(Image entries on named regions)
--------------------------------------------------
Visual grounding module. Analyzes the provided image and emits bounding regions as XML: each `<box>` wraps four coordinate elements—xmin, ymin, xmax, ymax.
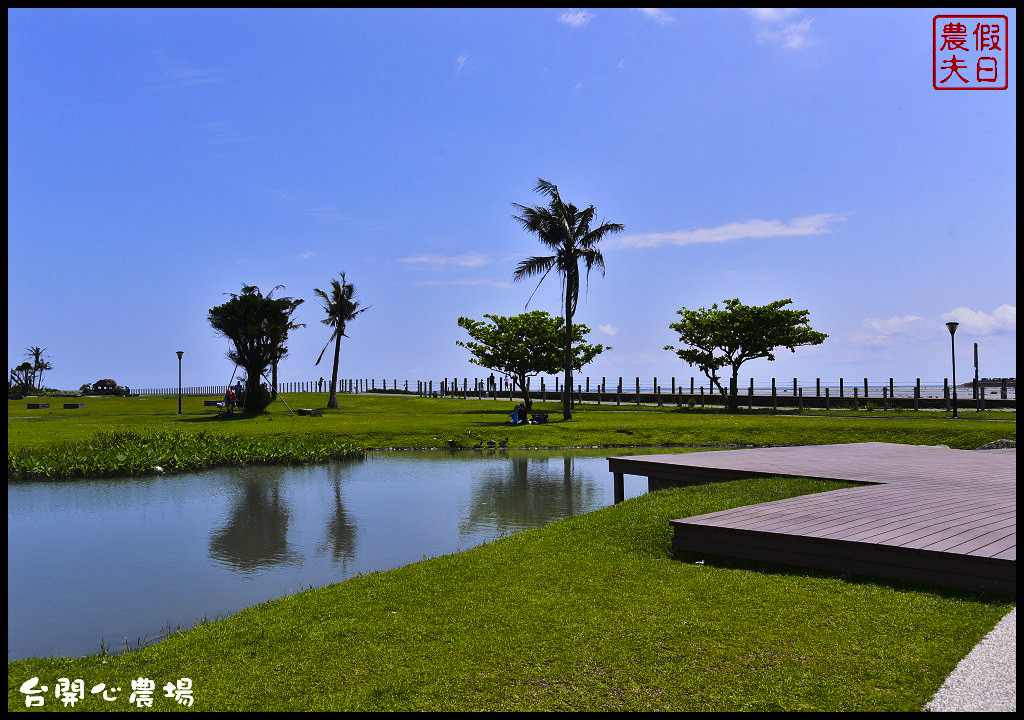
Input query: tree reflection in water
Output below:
<box><xmin>317</xmin><ymin>458</ymin><xmax>364</xmax><ymax>576</ymax></box>
<box><xmin>210</xmin><ymin>465</ymin><xmax>302</xmax><ymax>573</ymax></box>
<box><xmin>459</xmin><ymin>451</ymin><xmax>598</xmax><ymax>537</ymax></box>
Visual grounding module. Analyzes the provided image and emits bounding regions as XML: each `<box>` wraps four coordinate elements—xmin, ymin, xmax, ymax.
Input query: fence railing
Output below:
<box><xmin>132</xmin><ymin>376</ymin><xmax>1017</xmax><ymax>409</ymax></box>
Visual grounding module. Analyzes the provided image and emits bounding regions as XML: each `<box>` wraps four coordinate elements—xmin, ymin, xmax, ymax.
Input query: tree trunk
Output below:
<box><xmin>562</xmin><ymin>292</ymin><xmax>572</xmax><ymax>420</ymax></box>
<box><xmin>270</xmin><ymin>357</ymin><xmax>278</xmax><ymax>400</ymax></box>
<box><xmin>519</xmin><ymin>375</ymin><xmax>534</xmax><ymax>413</ymax></box>
<box><xmin>327</xmin><ymin>328</ymin><xmax>342</xmax><ymax>409</ymax></box>
<box><xmin>727</xmin><ymin>367</ymin><xmax>739</xmax><ymax>413</ymax></box>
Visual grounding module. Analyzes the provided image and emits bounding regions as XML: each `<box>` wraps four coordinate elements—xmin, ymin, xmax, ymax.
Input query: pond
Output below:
<box><xmin>7</xmin><ymin>449</ymin><xmax>685</xmax><ymax>661</ymax></box>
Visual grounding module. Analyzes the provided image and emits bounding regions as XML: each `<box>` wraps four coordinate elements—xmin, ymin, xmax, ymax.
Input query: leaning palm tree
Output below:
<box><xmin>512</xmin><ymin>178</ymin><xmax>626</xmax><ymax>420</ymax></box>
<box><xmin>313</xmin><ymin>272</ymin><xmax>370</xmax><ymax>408</ymax></box>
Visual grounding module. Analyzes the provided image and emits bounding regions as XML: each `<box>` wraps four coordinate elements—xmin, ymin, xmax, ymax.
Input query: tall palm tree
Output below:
<box><xmin>512</xmin><ymin>178</ymin><xmax>626</xmax><ymax>420</ymax></box>
<box><xmin>313</xmin><ymin>272</ymin><xmax>370</xmax><ymax>408</ymax></box>
<box><xmin>25</xmin><ymin>345</ymin><xmax>53</xmax><ymax>388</ymax></box>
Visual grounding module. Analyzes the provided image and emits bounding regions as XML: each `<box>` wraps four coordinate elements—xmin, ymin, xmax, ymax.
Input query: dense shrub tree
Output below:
<box><xmin>208</xmin><ymin>285</ymin><xmax>302</xmax><ymax>412</ymax></box>
<box><xmin>456</xmin><ymin>310</ymin><xmax>611</xmax><ymax>411</ymax></box>
<box><xmin>665</xmin><ymin>298</ymin><xmax>828</xmax><ymax>410</ymax></box>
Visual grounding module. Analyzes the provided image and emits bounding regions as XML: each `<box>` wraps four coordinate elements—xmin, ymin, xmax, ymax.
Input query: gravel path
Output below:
<box><xmin>925</xmin><ymin>607</ymin><xmax>1017</xmax><ymax>713</ymax></box>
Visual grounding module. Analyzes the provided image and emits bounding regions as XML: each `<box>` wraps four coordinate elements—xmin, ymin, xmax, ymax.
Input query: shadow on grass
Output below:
<box><xmin>179</xmin><ymin>413</ymin><xmax>269</xmax><ymax>423</ymax></box>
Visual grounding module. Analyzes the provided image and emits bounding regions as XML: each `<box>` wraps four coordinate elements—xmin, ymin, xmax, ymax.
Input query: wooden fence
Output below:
<box><xmin>132</xmin><ymin>376</ymin><xmax>1017</xmax><ymax>410</ymax></box>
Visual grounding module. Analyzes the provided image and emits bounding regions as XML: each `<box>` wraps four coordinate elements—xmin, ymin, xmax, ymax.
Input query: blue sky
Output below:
<box><xmin>7</xmin><ymin>9</ymin><xmax>1017</xmax><ymax>388</ymax></box>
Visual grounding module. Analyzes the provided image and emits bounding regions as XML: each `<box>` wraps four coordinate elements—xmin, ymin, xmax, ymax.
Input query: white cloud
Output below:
<box><xmin>853</xmin><ymin>305</ymin><xmax>1017</xmax><ymax>347</ymax></box>
<box><xmin>157</xmin><ymin>62</ymin><xmax>224</xmax><ymax>87</ymax></box>
<box><xmin>942</xmin><ymin>305</ymin><xmax>1017</xmax><ymax>335</ymax></box>
<box><xmin>558</xmin><ymin>10</ymin><xmax>594</xmax><ymax>28</ymax></box>
<box><xmin>853</xmin><ymin>315</ymin><xmax>942</xmax><ymax>346</ymax></box>
<box><xmin>748</xmin><ymin>7</ymin><xmax>814</xmax><ymax>50</ymax></box>
<box><xmin>637</xmin><ymin>7</ymin><xmax>676</xmax><ymax>25</ymax></box>
<box><xmin>399</xmin><ymin>253</ymin><xmax>489</xmax><ymax>267</ymax></box>
<box><xmin>606</xmin><ymin>213</ymin><xmax>846</xmax><ymax>248</ymax></box>
<box><xmin>746</xmin><ymin>7</ymin><xmax>798</xmax><ymax>23</ymax></box>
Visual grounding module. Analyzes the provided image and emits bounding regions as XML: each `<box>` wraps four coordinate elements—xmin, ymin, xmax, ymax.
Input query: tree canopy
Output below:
<box><xmin>313</xmin><ymin>272</ymin><xmax>370</xmax><ymax>408</ymax></box>
<box><xmin>665</xmin><ymin>298</ymin><xmax>828</xmax><ymax>409</ymax></box>
<box><xmin>456</xmin><ymin>310</ymin><xmax>611</xmax><ymax>409</ymax></box>
<box><xmin>208</xmin><ymin>285</ymin><xmax>302</xmax><ymax>411</ymax></box>
<box><xmin>512</xmin><ymin>178</ymin><xmax>626</xmax><ymax>420</ymax></box>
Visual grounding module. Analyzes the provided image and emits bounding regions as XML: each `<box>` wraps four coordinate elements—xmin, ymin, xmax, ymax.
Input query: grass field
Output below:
<box><xmin>7</xmin><ymin>478</ymin><xmax>1012</xmax><ymax>712</ymax></box>
<box><xmin>8</xmin><ymin>395</ymin><xmax>1016</xmax><ymax>712</ymax></box>
<box><xmin>7</xmin><ymin>393</ymin><xmax>1017</xmax><ymax>471</ymax></box>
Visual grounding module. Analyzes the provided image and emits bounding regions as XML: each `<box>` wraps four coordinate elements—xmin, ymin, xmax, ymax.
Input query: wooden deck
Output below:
<box><xmin>608</xmin><ymin>442</ymin><xmax>1017</xmax><ymax>595</ymax></box>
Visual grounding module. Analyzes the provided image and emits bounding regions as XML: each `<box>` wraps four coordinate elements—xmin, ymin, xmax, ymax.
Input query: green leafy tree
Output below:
<box><xmin>665</xmin><ymin>298</ymin><xmax>828</xmax><ymax>410</ymax></box>
<box><xmin>512</xmin><ymin>178</ymin><xmax>626</xmax><ymax>420</ymax></box>
<box><xmin>456</xmin><ymin>310</ymin><xmax>611</xmax><ymax>410</ymax></box>
<box><xmin>10</xmin><ymin>363</ymin><xmax>34</xmax><ymax>395</ymax></box>
<box><xmin>313</xmin><ymin>272</ymin><xmax>370</xmax><ymax>408</ymax></box>
<box><xmin>208</xmin><ymin>285</ymin><xmax>302</xmax><ymax>412</ymax></box>
<box><xmin>25</xmin><ymin>345</ymin><xmax>53</xmax><ymax>388</ymax></box>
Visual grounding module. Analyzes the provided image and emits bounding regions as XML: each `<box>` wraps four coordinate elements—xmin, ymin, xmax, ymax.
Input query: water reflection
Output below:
<box><xmin>7</xmin><ymin>450</ymin><xmax>663</xmax><ymax>660</ymax></box>
<box><xmin>210</xmin><ymin>467</ymin><xmax>300</xmax><ymax>573</ymax></box>
<box><xmin>319</xmin><ymin>459</ymin><xmax>362</xmax><ymax>568</ymax></box>
<box><xmin>459</xmin><ymin>453</ymin><xmax>595</xmax><ymax>535</ymax></box>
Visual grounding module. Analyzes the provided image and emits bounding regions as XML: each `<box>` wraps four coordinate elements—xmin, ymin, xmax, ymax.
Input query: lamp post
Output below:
<box><xmin>946</xmin><ymin>323</ymin><xmax>959</xmax><ymax>418</ymax></box>
<box><xmin>176</xmin><ymin>350</ymin><xmax>185</xmax><ymax>415</ymax></box>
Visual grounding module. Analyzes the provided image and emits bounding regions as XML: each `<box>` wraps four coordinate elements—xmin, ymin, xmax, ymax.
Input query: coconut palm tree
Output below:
<box><xmin>25</xmin><ymin>345</ymin><xmax>53</xmax><ymax>388</ymax></box>
<box><xmin>512</xmin><ymin>178</ymin><xmax>626</xmax><ymax>420</ymax></box>
<box><xmin>313</xmin><ymin>272</ymin><xmax>370</xmax><ymax>408</ymax></box>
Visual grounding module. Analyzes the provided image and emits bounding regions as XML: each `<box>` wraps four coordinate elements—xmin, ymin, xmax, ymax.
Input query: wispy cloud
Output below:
<box><xmin>606</xmin><ymin>213</ymin><xmax>846</xmax><ymax>248</ymax></box>
<box><xmin>637</xmin><ymin>7</ymin><xmax>676</xmax><ymax>25</ymax></box>
<box><xmin>942</xmin><ymin>305</ymin><xmax>1017</xmax><ymax>335</ymax></box>
<box><xmin>746</xmin><ymin>7</ymin><xmax>800</xmax><ymax>23</ymax></box>
<box><xmin>201</xmin><ymin>120</ymin><xmax>249</xmax><ymax>145</ymax></box>
<box><xmin>853</xmin><ymin>315</ymin><xmax>942</xmax><ymax>347</ymax></box>
<box><xmin>157</xmin><ymin>65</ymin><xmax>224</xmax><ymax>87</ymax></box>
<box><xmin>398</xmin><ymin>253</ymin><xmax>489</xmax><ymax>267</ymax></box>
<box><xmin>853</xmin><ymin>305</ymin><xmax>1017</xmax><ymax>347</ymax></box>
<box><xmin>413</xmin><ymin>278</ymin><xmax>512</xmax><ymax>288</ymax></box>
<box><xmin>748</xmin><ymin>7</ymin><xmax>814</xmax><ymax>50</ymax></box>
<box><xmin>558</xmin><ymin>10</ymin><xmax>594</xmax><ymax>28</ymax></box>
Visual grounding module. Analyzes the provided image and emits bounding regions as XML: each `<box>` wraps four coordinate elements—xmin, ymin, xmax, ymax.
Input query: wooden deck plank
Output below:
<box><xmin>608</xmin><ymin>442</ymin><xmax>1017</xmax><ymax>594</ymax></box>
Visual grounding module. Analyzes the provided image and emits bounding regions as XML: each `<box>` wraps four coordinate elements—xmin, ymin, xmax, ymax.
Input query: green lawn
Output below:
<box><xmin>7</xmin><ymin>478</ymin><xmax>1012</xmax><ymax>712</ymax></box>
<box><xmin>7</xmin><ymin>393</ymin><xmax>1017</xmax><ymax>458</ymax></box>
<box><xmin>8</xmin><ymin>395</ymin><xmax>1016</xmax><ymax>712</ymax></box>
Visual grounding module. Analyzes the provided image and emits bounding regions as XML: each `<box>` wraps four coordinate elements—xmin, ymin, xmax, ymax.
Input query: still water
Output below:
<box><xmin>7</xmin><ymin>449</ymin><xmax>684</xmax><ymax>661</ymax></box>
--------------------------------------------------
◆ Problem statement: Count the lines in the records above that contain the word "grass", and give only the number.

◆ Solution for this task: 2